* [Quoted text]
Commentary by Andy Xie
Aug. 18 (Bloomberg) -- The global economy is like fried ice
cream: If you don’t act fast, it turns into a mess.
American pundits, Nobel laureates included, are predicting Japan-style deflation for the U.S. and Europe. They are urging the Federal Reserve to pursue another round of quantitative easing to stop the onset of an Ice Age for Western economies.
The Fed didn’t oblige at its last meeting, but it threw a bone to the deflation crowd by promising not to pull money out of its previous round of asset purchases to stimulate a recovery.
On the other side of the world, consumer prices are surging. Emerging markets as a whole now have an inflation rate of more than 5 percent. India is registering price increases of more than 13 percent. China’s are more than 3 percent. But it surely feels a lot higher for average Chinese.

* [Required task a] Put the lines of the entries below into a JSON list of strings, one string per line and no blank lines. Begin at the line that has "Category: single-engine airplane" and stop after the last line of the entries, and omit the pictures.

* [Information supplied]
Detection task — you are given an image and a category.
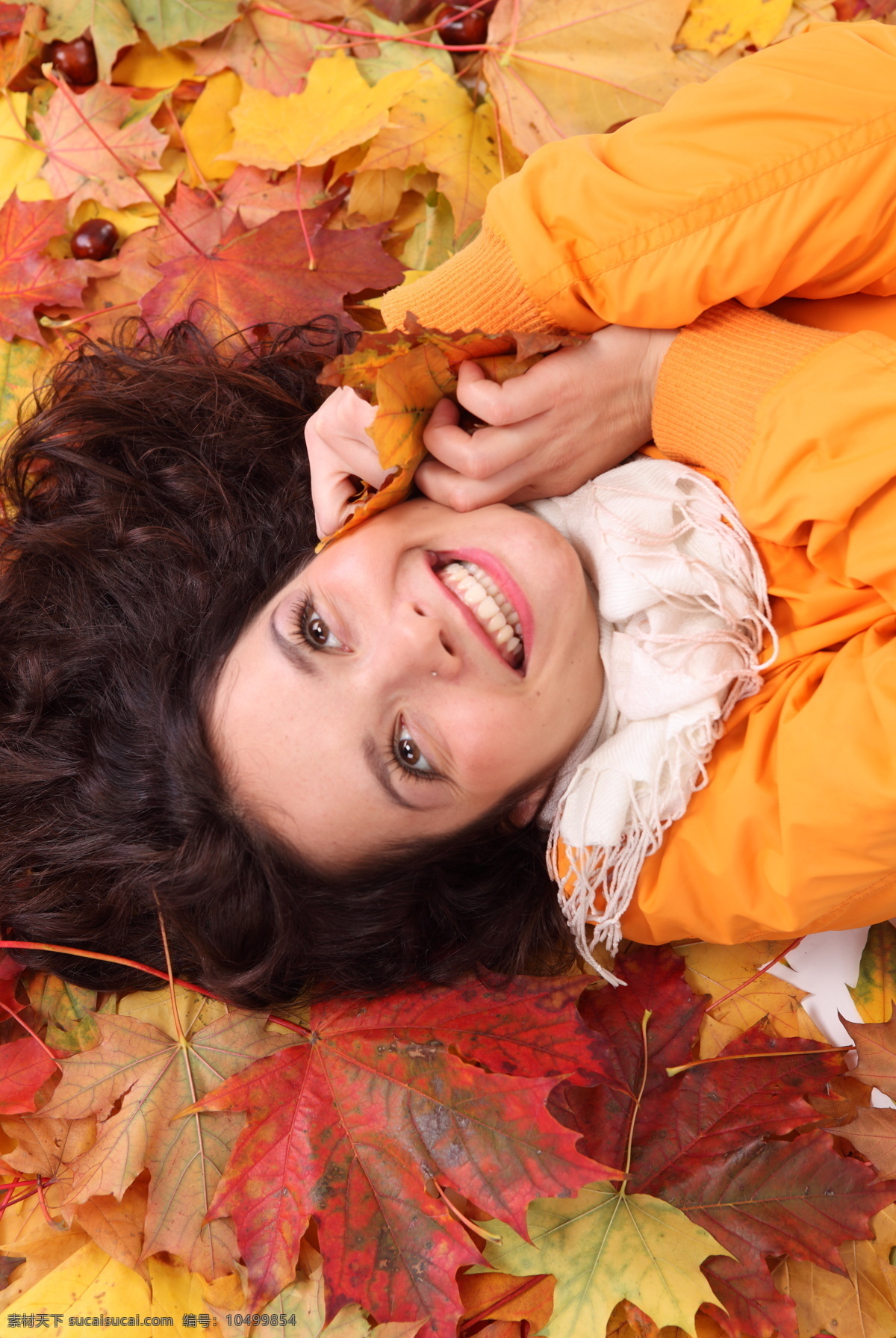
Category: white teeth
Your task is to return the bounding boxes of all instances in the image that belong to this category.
[438,562,523,663]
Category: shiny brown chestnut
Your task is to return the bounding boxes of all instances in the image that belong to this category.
[71,218,118,259]
[46,37,99,87]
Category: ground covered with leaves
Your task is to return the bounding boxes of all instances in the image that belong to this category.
[0,0,896,1338]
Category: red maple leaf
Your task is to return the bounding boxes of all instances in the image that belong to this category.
[0,194,98,344]
[0,1035,59,1115]
[553,949,896,1338]
[195,981,614,1335]
[140,203,404,333]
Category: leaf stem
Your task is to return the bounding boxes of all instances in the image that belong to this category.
[0,938,311,1032]
[617,1008,653,1195]
[433,1180,502,1245]
[706,934,803,1013]
[460,1272,551,1338]
[0,938,218,1000]
[152,888,185,1043]
[0,1000,56,1064]
[666,1045,856,1079]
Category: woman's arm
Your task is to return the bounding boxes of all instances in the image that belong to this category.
[623,303,896,944]
[382,22,896,332]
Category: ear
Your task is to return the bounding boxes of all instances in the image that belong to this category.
[508,780,551,827]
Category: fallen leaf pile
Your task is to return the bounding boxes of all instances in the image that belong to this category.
[0,0,896,1338]
[0,925,896,1338]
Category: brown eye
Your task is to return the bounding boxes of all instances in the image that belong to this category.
[392,720,438,778]
[399,739,420,766]
[308,614,330,646]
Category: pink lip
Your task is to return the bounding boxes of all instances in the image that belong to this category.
[433,548,535,675]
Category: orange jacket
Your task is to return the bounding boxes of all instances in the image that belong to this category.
[384,22,896,944]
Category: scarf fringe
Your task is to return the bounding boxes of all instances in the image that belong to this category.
[547,463,778,985]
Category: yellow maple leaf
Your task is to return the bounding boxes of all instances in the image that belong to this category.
[483,1181,727,1338]
[110,34,196,88]
[0,338,59,445]
[0,88,46,205]
[361,64,522,235]
[773,1207,896,1338]
[678,0,791,56]
[849,920,896,1022]
[348,167,404,223]
[227,49,419,171]
[181,69,243,186]
[483,0,700,154]
[676,942,828,1059]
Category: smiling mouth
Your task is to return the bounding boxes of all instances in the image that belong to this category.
[436,560,524,669]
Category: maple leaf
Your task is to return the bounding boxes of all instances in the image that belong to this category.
[352,10,455,83]
[0,90,44,205]
[140,205,401,339]
[318,322,575,548]
[193,8,321,98]
[0,338,55,445]
[42,1012,282,1277]
[849,920,896,1022]
[0,195,96,344]
[675,942,827,1059]
[28,971,99,1053]
[190,981,617,1334]
[127,0,240,51]
[228,49,419,170]
[361,64,522,234]
[774,1208,896,1338]
[220,167,327,232]
[0,1035,56,1115]
[484,1183,721,1338]
[543,949,896,1338]
[483,0,700,154]
[676,0,791,56]
[35,83,167,214]
[36,0,137,80]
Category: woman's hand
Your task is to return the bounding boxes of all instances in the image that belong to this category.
[414,325,676,511]
[305,385,387,539]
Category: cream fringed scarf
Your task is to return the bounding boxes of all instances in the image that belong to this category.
[527,456,777,983]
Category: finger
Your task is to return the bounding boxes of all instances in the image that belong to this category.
[458,348,576,427]
[414,460,538,511]
[423,415,544,480]
[311,474,357,539]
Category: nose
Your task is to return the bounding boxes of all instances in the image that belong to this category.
[384,599,460,680]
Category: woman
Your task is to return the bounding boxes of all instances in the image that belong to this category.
[0,24,896,1003]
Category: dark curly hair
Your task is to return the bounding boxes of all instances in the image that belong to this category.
[0,321,570,1008]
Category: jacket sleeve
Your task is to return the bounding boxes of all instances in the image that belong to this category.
[382,22,896,332]
[623,304,896,944]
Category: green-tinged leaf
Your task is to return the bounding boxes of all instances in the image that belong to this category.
[42,0,137,79]
[127,0,240,51]
[849,920,896,1022]
[0,338,55,443]
[357,10,455,84]
[28,971,99,1054]
[484,1181,727,1338]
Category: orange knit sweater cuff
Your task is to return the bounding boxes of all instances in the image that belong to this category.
[381,227,553,335]
[653,301,844,480]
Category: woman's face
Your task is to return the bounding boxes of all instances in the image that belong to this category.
[211,499,602,870]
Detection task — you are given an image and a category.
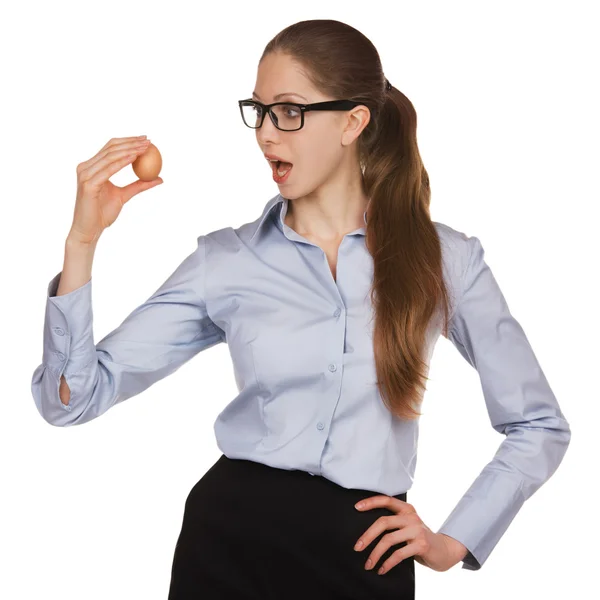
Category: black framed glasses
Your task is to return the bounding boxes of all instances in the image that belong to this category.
[238,98,363,131]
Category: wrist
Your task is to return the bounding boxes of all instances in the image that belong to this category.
[438,533,469,564]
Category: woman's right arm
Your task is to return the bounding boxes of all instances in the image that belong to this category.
[31,138,225,427]
[56,237,96,405]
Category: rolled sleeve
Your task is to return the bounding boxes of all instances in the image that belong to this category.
[42,271,96,375]
[438,234,571,570]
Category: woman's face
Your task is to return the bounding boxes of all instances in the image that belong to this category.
[252,53,369,199]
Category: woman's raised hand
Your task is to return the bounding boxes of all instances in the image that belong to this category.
[68,135,163,244]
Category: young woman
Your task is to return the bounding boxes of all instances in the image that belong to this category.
[32,20,570,600]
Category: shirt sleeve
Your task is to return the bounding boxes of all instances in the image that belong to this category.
[438,234,571,571]
[31,236,225,427]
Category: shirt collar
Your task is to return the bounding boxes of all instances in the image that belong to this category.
[250,194,367,241]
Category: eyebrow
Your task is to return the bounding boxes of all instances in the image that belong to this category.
[252,92,308,102]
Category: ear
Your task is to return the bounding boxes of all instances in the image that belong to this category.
[342,104,371,145]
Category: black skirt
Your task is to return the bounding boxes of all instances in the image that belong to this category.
[169,455,415,600]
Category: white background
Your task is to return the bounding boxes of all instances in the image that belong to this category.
[0,0,600,600]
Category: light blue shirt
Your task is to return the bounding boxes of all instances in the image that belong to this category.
[31,194,571,570]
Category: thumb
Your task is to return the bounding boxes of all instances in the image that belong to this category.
[123,177,163,202]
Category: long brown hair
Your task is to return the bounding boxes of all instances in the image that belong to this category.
[260,19,449,420]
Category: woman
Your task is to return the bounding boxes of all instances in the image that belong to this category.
[32,20,570,600]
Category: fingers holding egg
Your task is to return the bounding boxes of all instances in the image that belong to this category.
[131,142,162,181]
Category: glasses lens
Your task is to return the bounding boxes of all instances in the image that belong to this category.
[272,104,302,131]
[242,102,302,131]
[242,102,262,129]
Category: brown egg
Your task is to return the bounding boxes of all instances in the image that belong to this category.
[131,142,162,181]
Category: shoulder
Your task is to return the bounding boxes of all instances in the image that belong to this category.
[433,221,476,278]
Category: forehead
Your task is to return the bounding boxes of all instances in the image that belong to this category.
[252,54,314,103]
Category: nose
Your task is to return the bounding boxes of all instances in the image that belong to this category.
[255,111,281,147]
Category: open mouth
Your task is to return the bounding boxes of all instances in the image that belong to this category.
[269,160,294,177]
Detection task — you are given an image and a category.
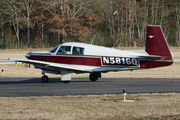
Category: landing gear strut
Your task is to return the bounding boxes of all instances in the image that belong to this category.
[41,75,49,83]
[89,73,101,81]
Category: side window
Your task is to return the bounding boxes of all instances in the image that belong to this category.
[72,46,84,55]
[50,46,59,53]
[57,46,71,54]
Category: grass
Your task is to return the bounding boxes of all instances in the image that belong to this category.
[0,93,180,120]
[0,48,180,120]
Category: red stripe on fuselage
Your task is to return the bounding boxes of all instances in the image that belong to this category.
[140,60,173,69]
[31,55,102,66]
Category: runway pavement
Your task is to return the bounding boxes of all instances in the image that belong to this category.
[0,78,180,97]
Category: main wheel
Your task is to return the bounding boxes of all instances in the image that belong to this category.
[41,75,49,83]
[89,73,99,81]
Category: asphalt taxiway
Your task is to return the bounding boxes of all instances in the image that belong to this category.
[0,78,180,97]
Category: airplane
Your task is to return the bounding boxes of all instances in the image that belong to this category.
[8,25,173,83]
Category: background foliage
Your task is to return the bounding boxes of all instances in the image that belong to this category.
[0,0,180,48]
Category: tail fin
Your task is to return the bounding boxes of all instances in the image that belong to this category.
[146,26,172,60]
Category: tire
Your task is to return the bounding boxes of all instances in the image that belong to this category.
[89,73,98,81]
[41,75,49,83]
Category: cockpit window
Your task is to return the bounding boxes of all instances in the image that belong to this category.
[57,46,71,54]
[73,46,84,55]
[50,45,59,53]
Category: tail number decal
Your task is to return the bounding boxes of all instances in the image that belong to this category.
[101,57,139,66]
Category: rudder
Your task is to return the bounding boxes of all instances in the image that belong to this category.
[146,26,172,60]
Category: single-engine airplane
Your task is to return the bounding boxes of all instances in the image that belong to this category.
[8,25,173,83]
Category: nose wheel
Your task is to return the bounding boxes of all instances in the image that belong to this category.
[41,75,49,83]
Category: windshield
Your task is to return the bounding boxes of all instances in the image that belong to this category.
[50,45,59,53]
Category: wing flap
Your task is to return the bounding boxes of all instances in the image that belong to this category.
[7,58,92,72]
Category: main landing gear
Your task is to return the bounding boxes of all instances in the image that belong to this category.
[89,72,101,82]
[41,74,49,83]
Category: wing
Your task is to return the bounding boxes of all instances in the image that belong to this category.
[7,58,92,72]
[138,55,166,60]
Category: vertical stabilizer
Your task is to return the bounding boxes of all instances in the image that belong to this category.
[146,26,172,60]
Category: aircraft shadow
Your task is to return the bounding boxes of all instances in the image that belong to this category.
[0,78,91,85]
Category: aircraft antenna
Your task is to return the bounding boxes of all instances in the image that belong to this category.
[91,35,96,45]
[112,39,119,49]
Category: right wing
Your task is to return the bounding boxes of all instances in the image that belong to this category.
[7,58,92,72]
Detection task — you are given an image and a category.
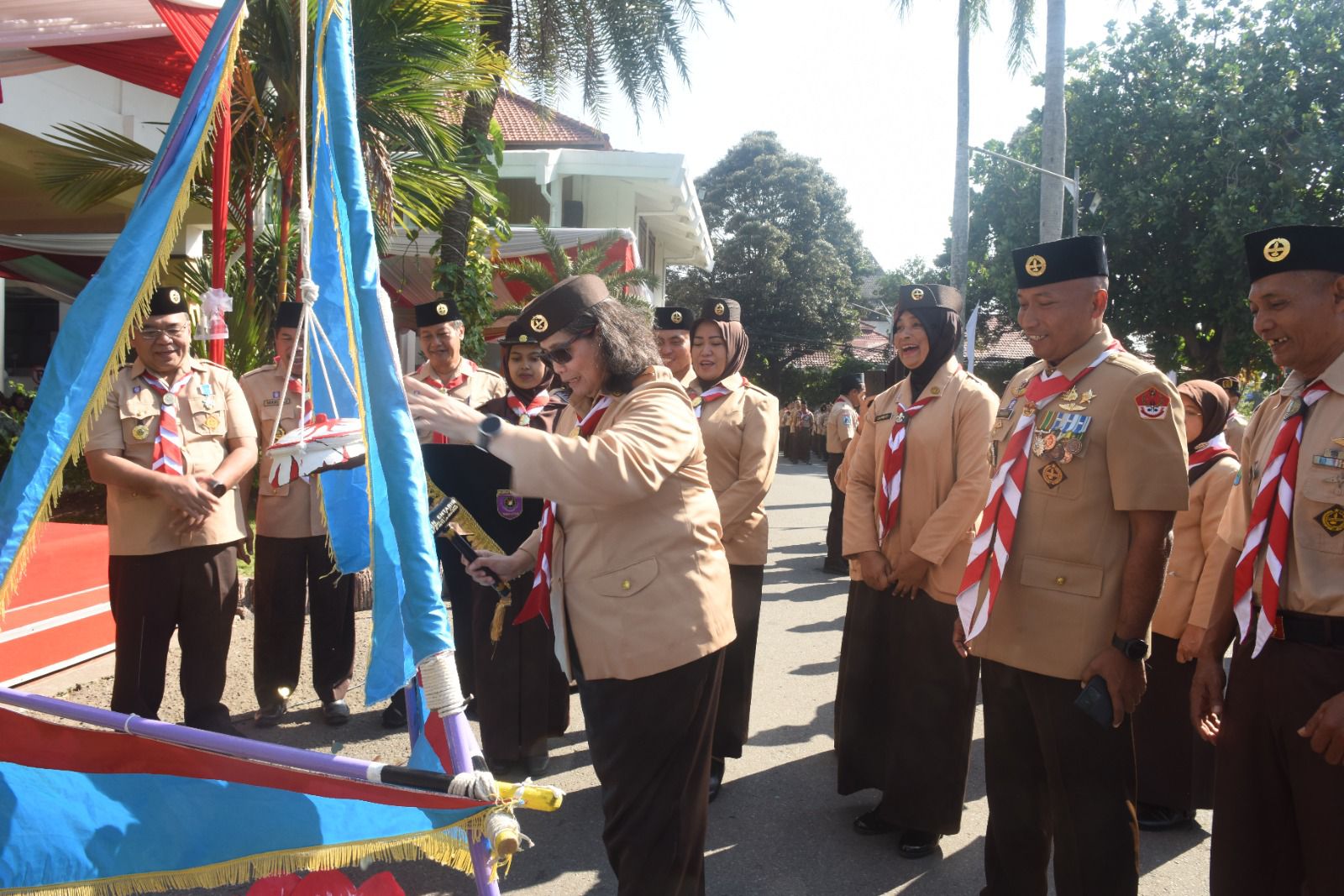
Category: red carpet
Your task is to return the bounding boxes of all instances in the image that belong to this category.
[0,522,114,686]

* [Required task b] According to the commentary, how fast are prices rising in India?

* [Written reply a]
[
  "Category: single-engine airplane",
  "Your task is to return the bounding boxes of all instances in the image that belong to this category.",
  "[8,25,173,83]",
  "Category: nose wheel",
  "Your task is to return the bounding boxes of all instances in the image that belong to this category.",
  "[41,75,49,83]",
  "Category: windshield",
  "Your task is to return the bounding boxes of all instances in the image that belong to this category.",
  "[50,45,59,53]",
  "Category: wing flap",
  "Your task is to return the bounding boxes of all instances in the image that belong to this category.",
  "[7,58,92,72]",
  "Category: main landing gear",
  "Your task is to return the bounding boxes of all instances in the image that belong to this category.",
  "[89,72,101,82]",
  "[41,74,49,83]",
  "Category: wing",
  "Your task is to return the bounding boxes of all instances in the image that belong to this category.",
  "[7,58,92,72]",
  "[138,55,166,60]",
  "Category: vertical stabilizer",
  "Your task is to return the bounding boxes of all instances in the image that belong to this category.",
  "[146,26,172,60]",
  "Category: aircraft shadow",
  "Your task is to return the bounding boxes of all instances in the image that belong to this category.",
  "[0,78,91,85]",
  "Category: aircraft antenna",
  "Your task is to return the bounding boxes of all instances in the image that belong to this category.",
  "[91,35,96,45]",
  "[112,39,119,49]",
  "Category: right wing",
  "Your task is to return the bounding boxes of all instances in the image that belong to this category.",
  "[7,58,92,72]",
  "Detection task — you are given an image and a category.",
  "Category: red carpet",
  "Your task is to return the bounding boxes of all instances in the image that belong to this category.",
  "[0,522,114,686]"
]

* [Written reply b] More than 13 percent.